### INSTRUCTIONS TO FOLLOW
Write the records below out again exactly as given, with no images.

### AVAILABLE RECORDS
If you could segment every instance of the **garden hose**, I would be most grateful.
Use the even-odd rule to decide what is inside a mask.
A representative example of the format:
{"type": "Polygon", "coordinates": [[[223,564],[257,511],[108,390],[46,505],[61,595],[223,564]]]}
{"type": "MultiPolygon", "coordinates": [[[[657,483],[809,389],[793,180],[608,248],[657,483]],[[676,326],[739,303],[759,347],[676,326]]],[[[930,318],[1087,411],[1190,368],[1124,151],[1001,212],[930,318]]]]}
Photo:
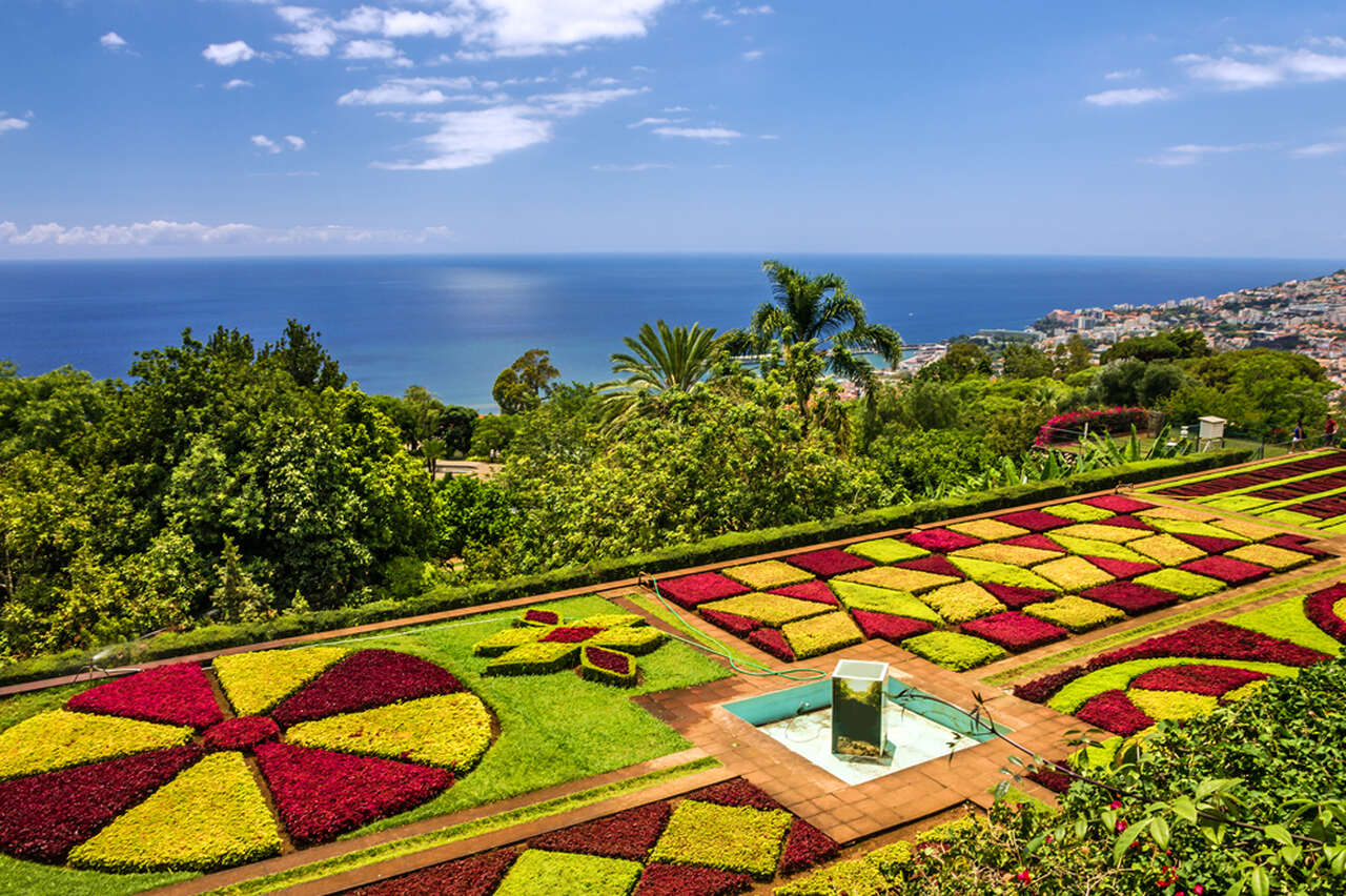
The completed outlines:
{"type": "MultiPolygon", "coordinates": [[[[654,599],[658,600],[661,604],[664,604],[664,609],[669,611],[669,613],[673,616],[673,619],[677,622],[678,626],[693,632],[695,635],[700,635],[701,638],[705,636],[701,635],[701,632],[699,632],[696,628],[693,628],[690,623],[685,622],[682,616],[678,615],[677,609],[668,600],[665,600],[664,592],[660,591],[660,583],[654,580],[654,576],[642,572],[641,578],[642,580],[649,578],[650,589],[654,592],[654,599]]],[[[715,646],[707,644],[704,642],[693,640],[690,638],[682,638],[681,635],[674,635],[672,632],[669,632],[669,636],[673,638],[674,640],[682,642],[684,644],[689,644],[692,647],[696,647],[697,650],[704,650],[708,654],[719,657],[720,659],[725,661],[730,665],[730,669],[732,669],[740,675],[754,675],[762,678],[769,675],[779,675],[786,681],[818,681],[821,678],[828,677],[828,673],[825,673],[821,669],[771,669],[770,666],[755,663],[751,659],[735,659],[734,654],[730,652],[728,648],[721,648],[719,644],[715,646]]]]}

### WRITTEN ANSWER
If you could segment every instance of the **garden hose**, I would be most grateful.
Use the even-odd rule to decide what is inside a mask.
A representative example of the format:
{"type": "Polygon", "coordinates": [[[223,564],[257,511],[108,390],[46,505],[61,595],[223,564]]]}
{"type": "MultiPolygon", "coordinates": [[[[657,483],[809,389],[793,180],[608,248],[657,483]],[[676,326],[739,303],[759,347],[676,326]]],[[[930,318],[1087,411],[1190,368],[1124,151],[1001,212],[930,318]]]]}
Photo:
The completed outlines:
{"type": "MultiPolygon", "coordinates": [[[[654,599],[658,600],[661,604],[664,604],[664,609],[669,611],[669,613],[673,616],[673,619],[677,622],[678,626],[693,632],[695,635],[700,635],[701,638],[705,636],[701,635],[701,632],[699,632],[696,628],[693,628],[690,623],[685,622],[682,616],[678,615],[677,609],[668,600],[665,600],[664,592],[660,591],[660,583],[654,580],[654,576],[642,572],[641,578],[642,580],[649,578],[650,589],[654,592],[654,599]]],[[[715,646],[707,644],[704,642],[693,640],[690,638],[682,638],[681,635],[674,635],[672,632],[669,632],[669,636],[673,638],[674,640],[682,642],[684,644],[689,644],[692,647],[696,647],[697,650],[704,650],[708,654],[719,657],[720,659],[725,661],[730,665],[730,669],[732,669],[740,675],[754,675],[762,678],[769,675],[779,675],[786,681],[818,681],[821,678],[828,677],[828,673],[825,673],[821,669],[771,669],[770,666],[755,663],[751,659],[735,659],[734,654],[730,652],[728,648],[721,648],[719,644],[715,646]]]]}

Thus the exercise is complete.